ARTICLE:
(begin)
From Joan of Arc onwards, there has often been a grim, humourless quality to cultural depictions of rebel women. War is serious business. But the recent death of filmmaker Agnès Varda made me reflect on the possibilities for joy and wit in feminist cinema. And in Woman at War, Icelandic writer-director Benedikt Erlingsson highlights not only the rage and ferocity of women’s activism, but also its playfulness, generosity and tenderness. It’s a delightful film: beautifully shot, full of joyous symbolism, and with a deft central performance from Halldóra Geirharðsdóttir.
The film opens on Iceland’s spectacular central highlands, with the kind of Amazonian archery that’s familiar from films such as The Hunger Games and Wonder Woman. Wearing jeans and a traditional lopapeysa jumper, Halla (Geirharðsdóttir) attaches a slender cable to an arrow, then shoots it over an electric power line. With gloved hands she tugs on the cable, ripping down the wire. The target of Halla’s sabotage is a Rio Tinto aluminium plant, which goes into shutdown mode until workers can bring an auxiliary generator online.
We also get our first taste of Erlingsson’s mischievously theatrical storytelling: as oompah-style music swells on the score, the shot pans to show the trio of musicians: a pianist and accordionist (composer David Thor Jonsson), sousaphonist (Omar Gudjonsson) and drummer (Magnús Trygvason Eliassen), soundtracking the action live on the grass behind Halla.
Throughout the film, they reappear: in Halla’s apartment; along the roads she travels; atop buildings; in airport concourses. What I enjoyed most about this diegetic approach is that the musicians themselves follow Halla’s actions with their gazes, expressions and gestures, and at times she acknowledges their presence. They witness and report on Halla’s one-woman environmental campaign, like a Greek chorus. Music, here, is inextricable from the stuff of life.
(end)
EXCERPTED RECORDS:
(begin)
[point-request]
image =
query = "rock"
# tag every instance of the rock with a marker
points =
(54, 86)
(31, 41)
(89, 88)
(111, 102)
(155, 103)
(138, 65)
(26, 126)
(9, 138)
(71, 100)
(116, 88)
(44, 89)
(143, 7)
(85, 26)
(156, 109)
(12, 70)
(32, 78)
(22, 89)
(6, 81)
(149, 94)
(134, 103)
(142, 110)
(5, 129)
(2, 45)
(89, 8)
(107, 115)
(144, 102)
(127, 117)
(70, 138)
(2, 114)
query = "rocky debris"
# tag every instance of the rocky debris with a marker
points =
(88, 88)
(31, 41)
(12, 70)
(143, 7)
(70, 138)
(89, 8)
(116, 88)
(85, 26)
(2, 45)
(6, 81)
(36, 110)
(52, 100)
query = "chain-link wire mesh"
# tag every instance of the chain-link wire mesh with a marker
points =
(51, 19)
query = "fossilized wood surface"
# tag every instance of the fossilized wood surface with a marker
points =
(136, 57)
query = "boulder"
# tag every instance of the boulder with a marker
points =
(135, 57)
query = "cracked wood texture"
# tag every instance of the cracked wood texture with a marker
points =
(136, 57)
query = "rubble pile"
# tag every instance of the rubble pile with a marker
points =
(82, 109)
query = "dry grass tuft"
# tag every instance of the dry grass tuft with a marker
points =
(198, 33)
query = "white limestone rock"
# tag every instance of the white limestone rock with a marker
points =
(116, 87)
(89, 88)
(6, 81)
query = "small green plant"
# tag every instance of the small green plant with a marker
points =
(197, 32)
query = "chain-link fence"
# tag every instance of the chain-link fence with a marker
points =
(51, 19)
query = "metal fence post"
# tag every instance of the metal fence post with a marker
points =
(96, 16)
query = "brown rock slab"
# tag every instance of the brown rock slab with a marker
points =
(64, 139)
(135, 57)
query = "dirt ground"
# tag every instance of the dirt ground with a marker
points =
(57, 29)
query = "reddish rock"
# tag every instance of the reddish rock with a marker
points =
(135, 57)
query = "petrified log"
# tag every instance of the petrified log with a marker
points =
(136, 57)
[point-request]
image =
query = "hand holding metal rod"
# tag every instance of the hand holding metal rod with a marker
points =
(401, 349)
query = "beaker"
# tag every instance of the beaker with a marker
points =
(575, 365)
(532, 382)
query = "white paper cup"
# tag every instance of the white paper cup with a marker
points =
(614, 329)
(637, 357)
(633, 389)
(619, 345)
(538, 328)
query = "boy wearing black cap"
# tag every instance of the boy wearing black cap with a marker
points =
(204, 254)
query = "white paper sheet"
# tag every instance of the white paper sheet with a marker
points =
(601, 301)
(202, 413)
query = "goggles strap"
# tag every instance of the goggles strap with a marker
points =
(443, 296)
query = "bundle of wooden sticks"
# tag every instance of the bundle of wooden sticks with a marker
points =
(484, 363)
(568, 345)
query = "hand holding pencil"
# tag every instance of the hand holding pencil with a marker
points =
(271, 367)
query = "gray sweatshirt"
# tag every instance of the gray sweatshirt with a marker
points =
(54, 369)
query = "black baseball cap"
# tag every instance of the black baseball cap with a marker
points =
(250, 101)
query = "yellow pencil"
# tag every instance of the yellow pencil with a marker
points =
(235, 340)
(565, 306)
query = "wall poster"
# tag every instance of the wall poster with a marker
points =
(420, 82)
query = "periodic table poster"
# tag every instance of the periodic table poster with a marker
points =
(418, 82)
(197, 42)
(end)
SHORT EXERCISE:
Continue the review of Woman at War from the point where it stops, picking up after the passage on the musicians.

REPLY:
Halla has received some momentous news. After years on a waiting list, and despite being a single 50-year-old woman, she’s just been approved to adopt Nika, a four-year-old Ukrainian war orphan.
Accordingly, a trio of Ukrainian folk singers (Iryna Danyleiko, Galyna Goncharenko and Susanna Kurpenko) joins the musicians. Clad in colourful costumes and headdresses, their distinctive figures seem strange in this landscape. But they also represent a utopian cross-cultural connection, as Halla wrestles with how to reconcile her solitary activism with impending motherhood.
It’s a clever way to communicate the powerful and beguiling idea that activism isn’t separatist, requiring a radical break from the everyday. Indeed, it’s the opposite: Halla is defending ordinary Icelandic life and safeguarding her daughter’s future. Her name evokes a famous 18th-century Icelandic outlaw and folk heroine, who evaded capture for decades in the central highlands.
Music fills Halla’s mild-mannered life, too. Away from her secret eco-terrorist identity, she’s a bike-riding, lap-swimming community choir director, as warm and garrulous as the Woman of the Mountain is determined and severe. Indeed, one of her choristers (Albert Halldórsson) is her chief informant: a government official-turned-whistleblower. Their plotting sessions take place during rehearsals – after they’ve carefully placed their phones in the freezer.
Part of the pleasure of this film is the way it weaves thriller elements into the gentle fabric of community. Yes, Halla is seen hiding from police helicopters and drones in crevasses and under moorland overhangs. Yes, in one inspired moment she drapes herself with the carcass of an Icelandic sheep to evade thermal imaging surveillance. Yes, she sneaks into a hotel and clambers onto the roof to fling copies of her manifesto.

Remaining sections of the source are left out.